_SOURCE PASSAGE_
Tagaytay caught my eye as I'm planning a short tour of Cavite & Laguna soon looking for a more permanent residence. Currently I'm residing in Angeles City, 3 months, but have always viewed AC as a temporary spot while I making the transition from the US to the PI. As well as completing the SRRV process. So it's now time to go out and find that great Philippine place to live. Tagaytay, Calamba and Santa Rosa I've noticed have been mentioned very favorably as expat friendly and good places to live so plan to go check & see. Question concerning all 3 locations; is quality housing (rental) readily available? and how does one find them? Are there expat groups or gatherings in any of these locations? Any advice would be most welcome.
Thankx


----------



## Gazzalee (Jun 29, 2019)

btw digitalchic, I believe 'Pundakit' is an expat community, mostly Aussie, in the Subic area 'bout an hour north of Olongapo


----------



## digitalchic (Jul 11, 2019)

_RECORD EXCERPTS_
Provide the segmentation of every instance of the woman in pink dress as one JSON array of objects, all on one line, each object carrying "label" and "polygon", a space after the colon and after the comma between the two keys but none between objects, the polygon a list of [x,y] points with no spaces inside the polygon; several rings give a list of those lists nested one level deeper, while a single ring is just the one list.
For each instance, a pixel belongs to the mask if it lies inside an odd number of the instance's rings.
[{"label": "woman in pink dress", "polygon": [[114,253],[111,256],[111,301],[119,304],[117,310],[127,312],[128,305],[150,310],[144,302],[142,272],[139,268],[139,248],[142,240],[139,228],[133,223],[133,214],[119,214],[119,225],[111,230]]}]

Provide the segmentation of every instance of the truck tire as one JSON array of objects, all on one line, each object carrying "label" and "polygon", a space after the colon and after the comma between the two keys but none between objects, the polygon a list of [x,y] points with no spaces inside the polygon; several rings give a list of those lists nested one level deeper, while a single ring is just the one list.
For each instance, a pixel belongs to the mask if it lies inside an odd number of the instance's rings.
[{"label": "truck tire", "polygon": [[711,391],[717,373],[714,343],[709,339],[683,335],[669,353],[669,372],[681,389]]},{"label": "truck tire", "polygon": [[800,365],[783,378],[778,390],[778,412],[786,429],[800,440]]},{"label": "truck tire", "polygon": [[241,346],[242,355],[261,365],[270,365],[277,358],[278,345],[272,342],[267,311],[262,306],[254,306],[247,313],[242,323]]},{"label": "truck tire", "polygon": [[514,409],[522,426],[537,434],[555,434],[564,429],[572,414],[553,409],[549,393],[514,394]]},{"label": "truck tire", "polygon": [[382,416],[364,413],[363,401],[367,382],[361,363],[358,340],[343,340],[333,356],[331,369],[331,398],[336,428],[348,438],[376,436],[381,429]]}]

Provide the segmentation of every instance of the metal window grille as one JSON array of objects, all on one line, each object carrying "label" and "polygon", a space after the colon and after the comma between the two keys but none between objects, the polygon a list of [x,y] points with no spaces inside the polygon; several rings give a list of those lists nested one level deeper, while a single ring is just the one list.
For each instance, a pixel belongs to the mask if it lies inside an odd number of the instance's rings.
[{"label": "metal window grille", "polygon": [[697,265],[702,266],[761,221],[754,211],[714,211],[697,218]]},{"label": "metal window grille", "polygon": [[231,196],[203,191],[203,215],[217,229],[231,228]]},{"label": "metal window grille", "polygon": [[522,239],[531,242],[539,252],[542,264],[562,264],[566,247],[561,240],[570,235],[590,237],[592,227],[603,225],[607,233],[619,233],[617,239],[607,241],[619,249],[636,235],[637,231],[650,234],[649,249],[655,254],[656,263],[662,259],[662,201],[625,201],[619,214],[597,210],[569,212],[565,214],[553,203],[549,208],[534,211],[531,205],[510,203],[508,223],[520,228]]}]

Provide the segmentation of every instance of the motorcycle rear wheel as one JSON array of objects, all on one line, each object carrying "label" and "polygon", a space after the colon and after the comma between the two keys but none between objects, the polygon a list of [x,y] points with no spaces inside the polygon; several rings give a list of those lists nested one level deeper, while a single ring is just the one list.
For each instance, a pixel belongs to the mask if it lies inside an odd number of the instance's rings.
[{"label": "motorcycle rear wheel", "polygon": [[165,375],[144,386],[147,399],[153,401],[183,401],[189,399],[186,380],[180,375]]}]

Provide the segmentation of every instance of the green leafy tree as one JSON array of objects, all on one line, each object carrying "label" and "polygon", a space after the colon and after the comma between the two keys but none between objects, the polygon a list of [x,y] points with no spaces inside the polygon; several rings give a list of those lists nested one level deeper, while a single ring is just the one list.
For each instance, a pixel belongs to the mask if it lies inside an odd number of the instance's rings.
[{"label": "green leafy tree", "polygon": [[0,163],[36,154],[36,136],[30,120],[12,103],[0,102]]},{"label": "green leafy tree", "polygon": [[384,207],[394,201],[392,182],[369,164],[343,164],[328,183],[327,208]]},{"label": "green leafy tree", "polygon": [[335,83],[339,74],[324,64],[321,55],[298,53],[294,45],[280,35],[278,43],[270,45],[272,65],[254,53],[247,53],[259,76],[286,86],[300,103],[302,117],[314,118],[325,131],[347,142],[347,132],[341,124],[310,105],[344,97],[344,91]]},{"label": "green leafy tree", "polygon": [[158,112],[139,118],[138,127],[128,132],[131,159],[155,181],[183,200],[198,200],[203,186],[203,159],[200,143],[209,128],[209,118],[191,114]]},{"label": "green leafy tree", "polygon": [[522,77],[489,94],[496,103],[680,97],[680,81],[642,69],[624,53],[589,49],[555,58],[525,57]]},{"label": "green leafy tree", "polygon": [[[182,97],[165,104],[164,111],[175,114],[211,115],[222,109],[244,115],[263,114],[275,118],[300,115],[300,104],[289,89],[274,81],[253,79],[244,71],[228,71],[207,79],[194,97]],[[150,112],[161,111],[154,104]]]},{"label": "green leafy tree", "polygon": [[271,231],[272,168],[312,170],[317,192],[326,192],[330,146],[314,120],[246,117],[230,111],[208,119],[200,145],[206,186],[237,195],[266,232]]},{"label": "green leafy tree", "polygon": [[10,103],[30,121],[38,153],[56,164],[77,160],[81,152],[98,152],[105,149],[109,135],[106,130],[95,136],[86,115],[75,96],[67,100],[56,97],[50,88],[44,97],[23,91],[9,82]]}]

_PROBLEM REQUIREMENTS_
Copy the forum thread from "btw digitalchic, I" to "(Jul 11, 2019)", swapping in "British" wherever "Aussie" appears.

_FINAL RESULT_
btw digitalchic, I believe 'Pundakit' is an expat community, mostly British, in the Subic area 'bout an hour north of Olongapo


----------



## digitalchic (Jul 11, 2019)